• Data for this exercise:
------------------------------------------------
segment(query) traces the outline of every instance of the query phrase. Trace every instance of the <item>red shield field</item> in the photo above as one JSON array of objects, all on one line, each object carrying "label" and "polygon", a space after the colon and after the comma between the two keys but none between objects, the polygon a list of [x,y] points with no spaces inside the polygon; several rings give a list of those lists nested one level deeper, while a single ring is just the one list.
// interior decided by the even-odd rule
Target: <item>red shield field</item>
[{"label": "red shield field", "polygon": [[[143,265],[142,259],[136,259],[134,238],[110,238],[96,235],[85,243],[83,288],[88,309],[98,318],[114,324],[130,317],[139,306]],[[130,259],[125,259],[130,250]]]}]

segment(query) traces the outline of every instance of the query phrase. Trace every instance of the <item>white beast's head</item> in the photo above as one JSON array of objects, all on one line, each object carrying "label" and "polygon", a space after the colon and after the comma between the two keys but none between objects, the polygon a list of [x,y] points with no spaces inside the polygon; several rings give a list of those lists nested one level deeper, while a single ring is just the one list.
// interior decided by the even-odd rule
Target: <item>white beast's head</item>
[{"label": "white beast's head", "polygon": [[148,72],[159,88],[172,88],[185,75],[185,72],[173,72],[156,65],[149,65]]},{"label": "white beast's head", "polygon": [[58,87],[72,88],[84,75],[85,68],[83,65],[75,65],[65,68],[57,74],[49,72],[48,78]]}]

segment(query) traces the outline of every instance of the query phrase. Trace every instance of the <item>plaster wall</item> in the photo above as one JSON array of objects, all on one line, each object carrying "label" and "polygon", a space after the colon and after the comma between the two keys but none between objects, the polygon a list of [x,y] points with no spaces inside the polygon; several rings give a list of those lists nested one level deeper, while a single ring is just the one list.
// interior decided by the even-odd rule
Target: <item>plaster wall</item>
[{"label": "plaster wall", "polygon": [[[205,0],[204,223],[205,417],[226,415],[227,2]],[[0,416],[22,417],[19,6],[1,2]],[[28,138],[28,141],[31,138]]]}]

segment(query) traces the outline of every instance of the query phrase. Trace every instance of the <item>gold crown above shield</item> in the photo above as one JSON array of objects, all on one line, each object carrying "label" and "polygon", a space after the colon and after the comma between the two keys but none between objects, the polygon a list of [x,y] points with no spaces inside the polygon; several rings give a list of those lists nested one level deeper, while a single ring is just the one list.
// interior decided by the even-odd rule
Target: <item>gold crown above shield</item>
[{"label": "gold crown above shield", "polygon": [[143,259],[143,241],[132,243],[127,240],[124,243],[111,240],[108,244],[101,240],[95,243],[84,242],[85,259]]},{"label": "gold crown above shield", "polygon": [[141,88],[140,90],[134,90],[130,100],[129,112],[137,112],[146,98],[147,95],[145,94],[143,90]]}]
------------------------------------------------
Transcribe the material above in its entirety. Match it exactly.

• Exercise response:
segment(query) traces the outline of every instance of the query phrase. Trace every instance of the <item>red shield field</item> in the photo above as one JSON array of objects, all on one line, each object carrying "label" and "polygon", a space after the colon and after the comma between the two keys but none between objects, the polygon a list of [x,y] points with no spaces inside the polygon; several rings give a list of those lists nested one level deeper, while a single ring is just the one list.
// interior decided by the even-odd rule
Target: <item>red shield field</item>
[{"label": "red shield field", "polygon": [[[143,265],[142,259],[136,259],[134,238],[110,238],[96,235],[85,243],[83,288],[88,309],[98,318],[114,324],[130,317],[139,306]],[[130,259],[125,259],[130,250]]]}]

segment(query) traces the outline of every instance of the query phrase. Trace every instance of the <item>white beast's head</item> in the photo above as one JSON array of objects, all on one line, each object carrying "label" and "polygon", a space after the colon and after the comma between the two keys but none between objects, the polygon a list of [x,y] points with no spaces inside the polygon; several rings give a list of those lists nested one level deeper, while a single ring is just the one list.
// interior decided by the even-odd rule
Target: <item>white beast's head</item>
[{"label": "white beast's head", "polygon": [[148,72],[159,88],[172,88],[185,75],[185,72],[173,72],[156,65],[149,65]]},{"label": "white beast's head", "polygon": [[58,87],[72,88],[84,75],[85,68],[83,65],[75,65],[65,68],[57,74],[49,72],[48,78]]}]

segment(query) traces the outline of every instance of the query phrase. Trace every instance of the <item>plaster wall</item> in the photo above as one JSON array of objects, all on one line, each object carrying "label" and "polygon", a space after the colon and after the comma between the two keys but none between objects, the polygon a list of [x,y] points with no spaces inside the polygon; several rings give a list of those lists nested one level deeper, while a single ring is just the one list.
// interior decided by the even-odd rule
Target: <item>plaster wall</item>
[{"label": "plaster wall", "polygon": [[[205,0],[204,223],[205,417],[226,415],[227,2]],[[0,416],[22,417],[19,6],[1,2]],[[28,138],[28,141],[31,138]]]}]

segment(query) traces the outline of every instance of the query phrase. Trace every instance of the <item>gold crown above shield</item> in the photo above as one JSON array of objects, all on one line, each object carrying "label" and "polygon", a space after the colon and after the comma between the two keys but none between objects, the polygon a list of [x,y] points with no spaces inside the polygon; several rings give a list of those lists nested one level deeper, while a single ring is just the one list.
// interior decided by the even-odd rule
Target: <item>gold crown above shield</item>
[{"label": "gold crown above shield", "polygon": [[143,259],[143,241],[132,243],[127,240],[124,243],[111,240],[108,244],[101,240],[95,243],[84,242],[85,259]]},{"label": "gold crown above shield", "polygon": [[141,88],[140,90],[134,90],[130,100],[129,112],[137,112],[146,98],[147,95],[145,94],[143,90]]}]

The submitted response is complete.